Angezeigter Text:
------

Vor gut 10 Jahren waren Spiele noch nicht so kommerzbehaftet wie heute. Damals hat es sich noch gelohnt, qualitativ hochwertige Spiele zu entwickeln. Heute geht es nur noch darum, wie viele Millionen man aus einem Spiel herausholen kann. Möglich wurde das durch abgestumpfte Spieler, die sich mit immer weniger zufrieden gaben und trotzdem bereit waren, immer mehr zu bezahlen. 

Und mit diesen DRM-Maßnahmen wollen die Publisher keine Raubkopierer bekämpfen, sondern ehrliche Käufer gängeln, solange bis die die Schnautze voll haben und sich eine Konsole kaufen. Denn wenn erst mal alle Gamer eine Konsole haben, gibt es keine PC-Spieler mehr. Dann kann man sich die PC-Versionen sparen und den Gamern mit Hilfe von Sony und MS alles aufs Auge drücken, was PC-Spieler nie ohne Shitstorm fressen würden.

------

Datensätze:
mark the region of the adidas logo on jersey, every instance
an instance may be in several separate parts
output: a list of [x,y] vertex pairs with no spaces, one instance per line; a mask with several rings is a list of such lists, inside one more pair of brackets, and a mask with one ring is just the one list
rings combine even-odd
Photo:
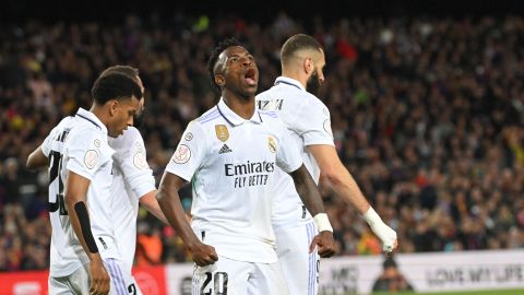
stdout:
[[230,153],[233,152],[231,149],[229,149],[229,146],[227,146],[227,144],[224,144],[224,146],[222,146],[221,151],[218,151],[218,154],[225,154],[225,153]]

------

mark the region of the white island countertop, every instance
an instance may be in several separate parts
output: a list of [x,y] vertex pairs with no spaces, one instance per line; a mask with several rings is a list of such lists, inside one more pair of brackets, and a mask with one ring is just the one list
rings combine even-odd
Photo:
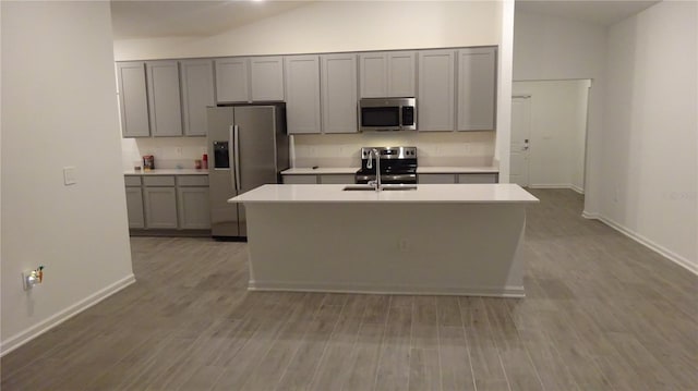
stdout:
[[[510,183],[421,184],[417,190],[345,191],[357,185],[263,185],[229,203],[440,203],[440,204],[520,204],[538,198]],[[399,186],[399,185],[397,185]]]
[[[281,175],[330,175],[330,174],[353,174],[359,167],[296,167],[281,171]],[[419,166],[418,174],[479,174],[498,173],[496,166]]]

------

Aufgaben:
• a. Wen wollen die Publisher laut dem Text über Spiele und DRM mit den DRM-Maßnahmen gängeln?
• b. Gib aus dem Text über Spiele und DRM den Abschnitt von „Vor gut 10 Jahren“ bis „mehr zu bezahlen.“ unverändert aus.

Antworten:
• a. Ehrliche Käufer.

• b.
Vor gut 10 Jahren waren Spiele noch nicht so kommerzbehaftet wie heute. Damals hat es sich noch gelohnt, qualitativ hochwertige Spiele zu entwickeln. Heute geht es nur noch darum, wie viele Millionen man aus einem Spiel herausholen kann. Möglich wurde das durch abgestumpfte Spieler, die sich mit immer weniger zufrieden gaben und trotzdem bereit waren, immer mehr zu bezahlen.